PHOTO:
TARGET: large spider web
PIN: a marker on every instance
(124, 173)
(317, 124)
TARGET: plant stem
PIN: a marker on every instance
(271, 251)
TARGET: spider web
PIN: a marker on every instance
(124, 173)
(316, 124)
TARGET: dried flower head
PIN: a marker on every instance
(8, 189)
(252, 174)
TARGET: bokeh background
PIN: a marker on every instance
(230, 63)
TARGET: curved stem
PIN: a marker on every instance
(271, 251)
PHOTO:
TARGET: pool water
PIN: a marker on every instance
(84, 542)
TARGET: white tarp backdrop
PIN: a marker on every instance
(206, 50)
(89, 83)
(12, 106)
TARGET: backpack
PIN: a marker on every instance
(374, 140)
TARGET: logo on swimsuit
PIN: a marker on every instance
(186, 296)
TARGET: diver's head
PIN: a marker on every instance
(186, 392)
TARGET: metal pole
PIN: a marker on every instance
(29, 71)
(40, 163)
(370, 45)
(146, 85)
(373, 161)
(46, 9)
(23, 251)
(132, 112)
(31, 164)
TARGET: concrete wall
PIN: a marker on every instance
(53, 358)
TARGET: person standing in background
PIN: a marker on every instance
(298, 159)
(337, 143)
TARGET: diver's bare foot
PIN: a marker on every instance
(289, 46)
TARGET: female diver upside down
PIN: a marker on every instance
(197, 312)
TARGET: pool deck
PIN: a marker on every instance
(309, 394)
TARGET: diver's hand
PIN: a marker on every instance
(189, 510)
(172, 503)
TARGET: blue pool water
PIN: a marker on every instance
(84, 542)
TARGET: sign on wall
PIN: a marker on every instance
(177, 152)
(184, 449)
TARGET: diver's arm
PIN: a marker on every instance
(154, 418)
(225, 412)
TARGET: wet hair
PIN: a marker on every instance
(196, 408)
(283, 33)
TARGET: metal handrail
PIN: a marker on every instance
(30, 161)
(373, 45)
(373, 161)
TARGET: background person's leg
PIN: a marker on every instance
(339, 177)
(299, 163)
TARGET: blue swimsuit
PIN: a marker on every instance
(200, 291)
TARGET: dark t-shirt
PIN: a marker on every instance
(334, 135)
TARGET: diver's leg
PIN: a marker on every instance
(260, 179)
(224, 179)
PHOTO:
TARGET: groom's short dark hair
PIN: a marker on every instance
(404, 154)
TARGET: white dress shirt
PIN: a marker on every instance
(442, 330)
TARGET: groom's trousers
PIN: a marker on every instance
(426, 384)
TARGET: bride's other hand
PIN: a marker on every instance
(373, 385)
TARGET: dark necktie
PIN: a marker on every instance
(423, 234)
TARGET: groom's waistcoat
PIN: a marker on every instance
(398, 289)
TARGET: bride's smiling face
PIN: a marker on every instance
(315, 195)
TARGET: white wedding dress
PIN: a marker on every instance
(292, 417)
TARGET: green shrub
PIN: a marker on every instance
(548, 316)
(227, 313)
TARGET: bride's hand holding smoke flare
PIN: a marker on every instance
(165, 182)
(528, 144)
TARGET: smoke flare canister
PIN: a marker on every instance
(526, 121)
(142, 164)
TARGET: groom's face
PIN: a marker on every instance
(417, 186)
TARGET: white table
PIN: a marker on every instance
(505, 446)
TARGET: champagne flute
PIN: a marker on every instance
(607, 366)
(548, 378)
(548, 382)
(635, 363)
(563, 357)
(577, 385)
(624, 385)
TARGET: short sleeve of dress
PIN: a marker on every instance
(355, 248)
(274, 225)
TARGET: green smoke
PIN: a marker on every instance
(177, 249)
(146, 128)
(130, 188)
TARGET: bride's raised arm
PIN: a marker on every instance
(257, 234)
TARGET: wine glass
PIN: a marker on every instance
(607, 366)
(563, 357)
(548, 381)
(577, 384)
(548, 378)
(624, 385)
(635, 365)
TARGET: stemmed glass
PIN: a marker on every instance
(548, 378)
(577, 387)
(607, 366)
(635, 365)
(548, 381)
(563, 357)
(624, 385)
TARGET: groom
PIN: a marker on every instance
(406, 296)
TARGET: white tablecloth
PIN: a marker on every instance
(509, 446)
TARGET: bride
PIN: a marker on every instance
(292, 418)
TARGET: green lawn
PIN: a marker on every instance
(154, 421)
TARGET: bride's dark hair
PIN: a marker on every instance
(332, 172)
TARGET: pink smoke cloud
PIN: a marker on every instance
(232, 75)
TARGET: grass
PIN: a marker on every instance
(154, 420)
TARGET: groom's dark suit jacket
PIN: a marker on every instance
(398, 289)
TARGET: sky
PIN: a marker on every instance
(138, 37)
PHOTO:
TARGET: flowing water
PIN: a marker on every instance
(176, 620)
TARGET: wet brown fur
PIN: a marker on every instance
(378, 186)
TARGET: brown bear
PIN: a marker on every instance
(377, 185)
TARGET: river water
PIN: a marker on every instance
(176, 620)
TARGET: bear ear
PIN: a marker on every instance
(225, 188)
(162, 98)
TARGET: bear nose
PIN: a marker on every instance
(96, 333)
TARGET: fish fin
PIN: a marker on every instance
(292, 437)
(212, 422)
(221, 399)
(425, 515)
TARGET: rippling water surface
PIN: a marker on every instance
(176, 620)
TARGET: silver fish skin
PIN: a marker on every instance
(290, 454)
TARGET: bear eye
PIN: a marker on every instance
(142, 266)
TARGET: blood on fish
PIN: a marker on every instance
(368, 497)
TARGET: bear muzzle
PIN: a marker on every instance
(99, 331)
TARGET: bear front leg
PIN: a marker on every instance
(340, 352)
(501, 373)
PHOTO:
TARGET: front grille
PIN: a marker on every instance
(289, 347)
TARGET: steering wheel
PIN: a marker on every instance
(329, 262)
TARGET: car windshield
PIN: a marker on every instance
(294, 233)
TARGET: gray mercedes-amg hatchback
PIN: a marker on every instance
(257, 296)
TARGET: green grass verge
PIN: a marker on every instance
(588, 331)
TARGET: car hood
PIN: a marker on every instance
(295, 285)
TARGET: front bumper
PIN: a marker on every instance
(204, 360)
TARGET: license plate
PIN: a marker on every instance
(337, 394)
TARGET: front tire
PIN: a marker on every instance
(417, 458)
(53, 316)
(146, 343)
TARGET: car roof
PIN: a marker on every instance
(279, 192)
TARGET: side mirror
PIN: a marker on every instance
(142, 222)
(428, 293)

****************

Swap "diver's" for "swimmer's" throughout the entries above, and leave everything else unchanged.

PHOTO:
TARGET: large spider web
PIN: a marker on every instance
(124, 173)
(317, 124)
TARGET: plant stem
PIN: a marker on every instance
(271, 251)
TARGET: spider web
PIN: a marker on every instance
(124, 173)
(316, 124)
TARGET: dried flower head
PIN: a marker on every instance
(8, 189)
(252, 174)
TARGET: bokeh background
PIN: a marker on every instance
(230, 63)
TARGET: curved stem
PIN: a marker on every instance
(271, 251)
PHOTO:
TARGET: pool water
PIN: a marker on every instance
(84, 542)
TARGET: white tarp backdrop
PIN: a marker on every instance
(206, 50)
(89, 83)
(12, 106)
TARGET: backpack
PIN: a marker on every instance
(374, 140)
TARGET: logo on swimsuit
PIN: a marker on every instance
(186, 296)
TARGET: swimmer's head
PIN: a marker on every instance
(186, 392)
TARGET: metal pole
PIN: a marker on every instance
(29, 71)
(40, 163)
(370, 45)
(146, 85)
(373, 161)
(46, 9)
(23, 251)
(132, 112)
(31, 164)
TARGET: concrete wall
PIN: a marker on every instance
(53, 358)
TARGET: person standing in background
PIN: a marker on every instance
(298, 159)
(337, 143)
TARGET: swimmer's bare foot
PIN: a marker on every instance
(289, 46)
TARGET: female diver upside down
PIN: a marker on every instance
(197, 312)
TARGET: pool deck
PIN: a marker on every instance
(309, 394)
TARGET: swimmer's hand
PIN: a marker on every instance
(189, 510)
(172, 503)
TARGET: blue pool water
PIN: a marker on every instance
(84, 542)
TARGET: sign on wall
PIN: a marker on every instance
(177, 152)
(184, 449)
TARGET: swimmer's arm
PIN: a marker on every instance
(154, 418)
(225, 412)
TARGET: wet hair
PIN: a marker on every instance
(196, 408)
(283, 33)
TARGET: metal handrail
PIN: a marker on every instance
(30, 161)
(373, 45)
(373, 161)
TARGET: background person's leg
PIN: a marker on every instance
(339, 177)
(299, 163)
TARGET: blue swimsuit
PIN: a marker on every instance
(200, 291)
TARGET: dark t-shirt
PIN: a marker on every instance
(334, 135)
TARGET: swimmer's leg
PIN: a marker on every instance
(260, 179)
(224, 179)
PHOTO:
TARGET: groom's short dark hair
PIN: a marker on every instance
(404, 154)
TARGET: white dress shirt
PIN: a marker on every instance
(442, 330)
TARGET: groom's trousers
PIN: a marker on every instance
(426, 384)
TARGET: bride's other hand
PIN: a marker on every instance
(373, 385)
TARGET: dark necktie
PIN: a marker on every instance
(423, 234)
TARGET: groom's waistcoat
PIN: a marker on every instance
(398, 289)
TARGET: bride's smiling face
PIN: a marker on every instance
(315, 195)
TARGET: white wedding dress
PIN: a marker on every instance
(292, 417)
TARGET: green shrub
PIN: a marker on every instance
(548, 316)
(227, 313)
TARGET: bride's hand holding smoke flare
PIN: a marker on every instance
(165, 182)
(528, 144)
TARGET: smoke flare canister
PIN: a marker on every instance
(526, 121)
(142, 164)
TARGET: groom's face
PIN: a marker on every instance
(417, 186)
TARGET: white table
PIN: a marker on every instance
(505, 446)
TARGET: champagne flute
PIN: a marker on every instance
(607, 366)
(548, 378)
(548, 382)
(635, 363)
(563, 357)
(577, 385)
(624, 385)
TARGET: short sleeve of dress
PIN: a marker on every instance
(355, 248)
(274, 225)
TARGET: green smoke
PIN: a marker on every instance
(177, 249)
(146, 128)
(130, 188)
TARGET: bride's raised arm
PIN: a marker on every instance
(257, 234)
TARGET: wine glass
PIN: a marker on every instance
(607, 366)
(563, 357)
(548, 381)
(577, 384)
(548, 378)
(624, 385)
(635, 365)
TARGET: stemmed glass
PIN: a marker on every instance
(548, 378)
(577, 387)
(607, 366)
(635, 365)
(548, 381)
(563, 357)
(624, 385)
TARGET: groom
PIN: a marker on every instance
(406, 296)
TARGET: white tablecloth
PIN: a marker on every instance
(509, 446)
TARGET: bride
PIN: a marker on every instance
(292, 418)
TARGET: green lawn
PIN: a marker on every instance
(154, 421)
TARGET: bride's dark hair
PIN: a marker on every instance
(332, 172)
TARGET: pink smoke cloud
PIN: a marker on every instance
(232, 75)
TARGET: grass
PIN: a marker on every instance
(154, 420)
TARGET: groom's dark suit jacket
PIN: a marker on every instance
(398, 289)
TARGET: sky
PIN: a marker on every instance
(138, 37)
PHOTO:
TARGET: flowing water
PIN: a marker on every instance
(176, 620)
TARGET: wet brown fur
PIN: a marker on every instance
(378, 186)
TARGET: brown bear
PIN: a marker on every instance
(377, 185)
TARGET: river water
PIN: a marker on every instance
(176, 620)
TARGET: bear ear
PIN: a marker on every instance
(225, 188)
(162, 98)
TARGET: bear nose
PIN: a marker on every instance
(96, 333)
TARGET: fish fin
PIN: a marker on every instance
(292, 437)
(212, 422)
(221, 399)
(425, 515)
TARGET: rippling water surface
PIN: a marker on every instance
(176, 620)
TARGET: silver fish skin
PIN: a marker on every instance
(290, 454)
TARGET: bear eye
PIN: a marker on every instance
(142, 266)
TARGET: blood on fish
PIN: a marker on every instance
(368, 497)
TARGET: bear muzzle
PIN: a marker on every instance
(99, 331)
TARGET: bear front leg
PIN: a marker on every instance
(340, 352)
(501, 373)
PHOTO:
TARGET: front grille
PIN: a marker on every instance
(289, 347)
TARGET: steering wheel
PIN: a marker on every instance
(329, 262)
TARGET: car windshield
PIN: a marker on every instance
(294, 233)
TARGET: gray mercedes-amg hatchback
PIN: a marker on every instance
(257, 296)
TARGET: green grass verge
PIN: a marker on every instance
(588, 331)
TARGET: car hood
PIN: a marker on every instance
(295, 285)
TARGET: front bumper
PIN: a marker on every instance
(204, 360)
TARGET: license plate
PIN: a marker on every instance
(337, 394)
TARGET: front tire
PIN: a marker on every instance
(417, 458)
(53, 316)
(146, 343)
TARGET: car roof
PIN: a marker on every instance
(279, 192)
TARGET: side mirror
PIN: a marker on every instance
(142, 222)
(428, 293)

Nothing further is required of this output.